* begin Passage provided *

Here, photography was co-opted as a tool of statecraft, not condemned. The camera was seen as a way to counter European narratives and assert Muslim agency on the global stage.
Persia: From Superstition to Strategy
In Qajar Iran, photography arrived with court patronage. Nasir al-Din Shah, a keen admirer of Western technology, became one of the first Muslim rulers to personally take photographs. His private albums include images of women from his harem, military parades, and self-portraits.
Yet among the broader public, resistance lingered. Some rural and religious communities believed photography could steal the soul or bring spiritual harm. Still, photography gained ground as elites used it to assert social status and modern identity.
South Asia: A Battleground of Faith and Colonialism
Under British rule, photography in India was both a colonial instrument and a site of cultural negotiation. British authorities used it to classify and catalog Indians—often through racist, pseudoscientific methods. Muslims, already navigating their diminished status after the fall of the Mughal Empire, were caught between resistance to colonial gaze and a desire to modernize.

* end Passage provided *
* begin Entries *

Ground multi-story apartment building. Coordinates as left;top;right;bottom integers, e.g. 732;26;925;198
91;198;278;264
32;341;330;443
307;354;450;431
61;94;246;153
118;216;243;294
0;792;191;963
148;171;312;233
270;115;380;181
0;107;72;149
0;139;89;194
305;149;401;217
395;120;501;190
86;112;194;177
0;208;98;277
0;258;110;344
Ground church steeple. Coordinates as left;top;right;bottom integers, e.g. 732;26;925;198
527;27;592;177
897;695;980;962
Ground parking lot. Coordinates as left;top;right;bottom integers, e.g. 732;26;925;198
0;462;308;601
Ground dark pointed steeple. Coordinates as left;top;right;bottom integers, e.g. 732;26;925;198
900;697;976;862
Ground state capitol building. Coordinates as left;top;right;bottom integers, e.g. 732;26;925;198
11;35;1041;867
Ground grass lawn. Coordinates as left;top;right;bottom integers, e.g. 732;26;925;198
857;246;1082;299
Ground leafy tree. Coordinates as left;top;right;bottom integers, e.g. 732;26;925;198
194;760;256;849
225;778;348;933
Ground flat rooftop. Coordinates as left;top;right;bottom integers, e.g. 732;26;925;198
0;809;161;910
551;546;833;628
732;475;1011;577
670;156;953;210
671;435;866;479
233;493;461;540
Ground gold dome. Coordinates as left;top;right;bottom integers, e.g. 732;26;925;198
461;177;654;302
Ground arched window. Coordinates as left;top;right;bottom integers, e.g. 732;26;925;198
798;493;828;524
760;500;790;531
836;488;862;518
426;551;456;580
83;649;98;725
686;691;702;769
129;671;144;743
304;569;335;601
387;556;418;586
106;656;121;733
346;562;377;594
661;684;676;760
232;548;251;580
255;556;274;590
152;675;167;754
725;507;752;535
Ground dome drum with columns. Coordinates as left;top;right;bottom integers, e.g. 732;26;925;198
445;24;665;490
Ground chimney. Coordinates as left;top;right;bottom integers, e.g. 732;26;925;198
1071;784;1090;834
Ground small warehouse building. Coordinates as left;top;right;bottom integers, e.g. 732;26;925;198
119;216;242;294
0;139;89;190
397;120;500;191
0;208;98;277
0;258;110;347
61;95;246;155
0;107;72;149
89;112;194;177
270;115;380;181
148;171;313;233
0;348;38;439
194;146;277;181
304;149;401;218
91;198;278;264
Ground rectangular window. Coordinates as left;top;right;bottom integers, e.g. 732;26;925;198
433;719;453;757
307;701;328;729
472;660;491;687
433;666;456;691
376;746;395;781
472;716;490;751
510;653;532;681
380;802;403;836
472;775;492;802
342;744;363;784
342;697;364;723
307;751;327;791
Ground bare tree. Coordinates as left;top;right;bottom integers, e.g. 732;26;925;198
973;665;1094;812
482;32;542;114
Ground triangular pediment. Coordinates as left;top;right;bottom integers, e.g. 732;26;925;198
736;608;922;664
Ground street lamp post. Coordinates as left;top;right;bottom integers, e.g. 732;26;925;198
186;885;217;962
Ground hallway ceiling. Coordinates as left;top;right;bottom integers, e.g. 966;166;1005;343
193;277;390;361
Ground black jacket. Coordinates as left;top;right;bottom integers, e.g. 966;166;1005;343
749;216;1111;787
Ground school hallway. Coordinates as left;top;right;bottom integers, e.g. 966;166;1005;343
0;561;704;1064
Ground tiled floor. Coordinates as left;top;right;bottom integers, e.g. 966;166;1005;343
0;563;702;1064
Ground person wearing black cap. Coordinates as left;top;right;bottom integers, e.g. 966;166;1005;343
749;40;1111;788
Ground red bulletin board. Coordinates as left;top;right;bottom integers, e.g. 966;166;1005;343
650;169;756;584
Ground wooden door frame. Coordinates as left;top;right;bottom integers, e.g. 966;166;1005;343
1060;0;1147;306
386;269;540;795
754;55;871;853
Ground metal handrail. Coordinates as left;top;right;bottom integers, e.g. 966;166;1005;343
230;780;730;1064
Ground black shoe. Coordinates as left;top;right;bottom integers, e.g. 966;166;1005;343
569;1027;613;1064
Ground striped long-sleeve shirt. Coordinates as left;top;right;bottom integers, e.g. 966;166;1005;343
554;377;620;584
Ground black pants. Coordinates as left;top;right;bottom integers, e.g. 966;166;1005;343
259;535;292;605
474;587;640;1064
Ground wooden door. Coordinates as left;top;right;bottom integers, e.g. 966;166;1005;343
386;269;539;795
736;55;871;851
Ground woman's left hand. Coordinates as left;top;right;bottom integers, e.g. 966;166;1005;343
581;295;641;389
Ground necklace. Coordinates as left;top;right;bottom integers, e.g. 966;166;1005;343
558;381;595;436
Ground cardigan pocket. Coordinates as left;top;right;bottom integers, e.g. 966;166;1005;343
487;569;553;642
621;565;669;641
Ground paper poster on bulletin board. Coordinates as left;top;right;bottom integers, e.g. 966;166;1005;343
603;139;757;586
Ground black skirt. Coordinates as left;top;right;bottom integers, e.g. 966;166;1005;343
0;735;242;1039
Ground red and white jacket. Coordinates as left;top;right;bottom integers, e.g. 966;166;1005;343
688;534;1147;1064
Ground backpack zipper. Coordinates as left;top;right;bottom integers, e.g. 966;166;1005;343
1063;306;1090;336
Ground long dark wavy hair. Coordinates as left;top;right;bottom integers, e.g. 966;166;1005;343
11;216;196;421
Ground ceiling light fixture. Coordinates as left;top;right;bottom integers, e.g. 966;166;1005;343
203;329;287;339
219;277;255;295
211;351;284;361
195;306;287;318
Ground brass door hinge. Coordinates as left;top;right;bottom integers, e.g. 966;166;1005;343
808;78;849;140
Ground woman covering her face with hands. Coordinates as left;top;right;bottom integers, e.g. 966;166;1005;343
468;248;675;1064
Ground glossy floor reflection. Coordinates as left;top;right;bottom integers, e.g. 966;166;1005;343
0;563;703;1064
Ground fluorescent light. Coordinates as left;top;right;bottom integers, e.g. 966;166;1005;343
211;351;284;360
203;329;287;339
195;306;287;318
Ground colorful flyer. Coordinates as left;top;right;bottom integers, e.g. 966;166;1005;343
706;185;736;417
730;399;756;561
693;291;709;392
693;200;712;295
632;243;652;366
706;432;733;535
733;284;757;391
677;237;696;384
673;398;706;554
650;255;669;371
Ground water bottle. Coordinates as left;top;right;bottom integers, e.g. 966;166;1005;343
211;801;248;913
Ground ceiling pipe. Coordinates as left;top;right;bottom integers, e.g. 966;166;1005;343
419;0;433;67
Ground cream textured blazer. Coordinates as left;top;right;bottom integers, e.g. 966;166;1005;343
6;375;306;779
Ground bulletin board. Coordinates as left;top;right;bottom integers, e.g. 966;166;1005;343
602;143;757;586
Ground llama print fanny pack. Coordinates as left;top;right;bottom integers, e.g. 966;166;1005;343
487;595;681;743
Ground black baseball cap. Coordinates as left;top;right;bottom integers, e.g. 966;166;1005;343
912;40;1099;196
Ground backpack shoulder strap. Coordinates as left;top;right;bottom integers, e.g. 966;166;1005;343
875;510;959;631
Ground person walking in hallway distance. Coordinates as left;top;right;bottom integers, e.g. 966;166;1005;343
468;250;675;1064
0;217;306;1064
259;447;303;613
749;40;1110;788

* end Entries *

# What the task requires
Pick up the passage on early photography in Muslim societies above, continuing from its last sentence about Muslims in British India.

# The answer
Some Indian Muslim reformers, like Sir Syed Ahmed Khan, supported photography as part of broader educational reform. Muslim photographers emerged, particularly in urban centers like Delhi and Lucknow, opening studios and photographing weddings, portraits, and religious ceremonies.
But opposition remained. In rural areas, and among conservative religious figures, photography was still seen as a moral and theological threat—an example of how technology could unsettle long-held norms.
Photography in Mosques and Sacred Spaces
One of the most sensitive issues was photographing religious sites or rituals. In some Muslim societies, it was considered sacrilegious. In others, photographs of Mecca and Medina, once introduced by Ottoman and later Egyptian and Indian publishers, became prized images—proof that modern technology could also serve faith.
By the 20th century, images of pilgrimage, mosques, and Islamic leaders became more widespread. Photography was increasingly integrated into Muslim life—though never without scrutiny.
Conclusion: From Suspicion to Integration
The Muslim response to photography was neither reactionary nor blindly progressive. It was a careful, contested process of negotiation—between religion and modernity, tradition and change, fear and fascination.
What Muslims “did” when photography arrived wasn’t a simple yes or no. Some banned it. Some embraced it. Most navigated a grey zone, as they have with every new tool from printing presses to satellite TV to social media.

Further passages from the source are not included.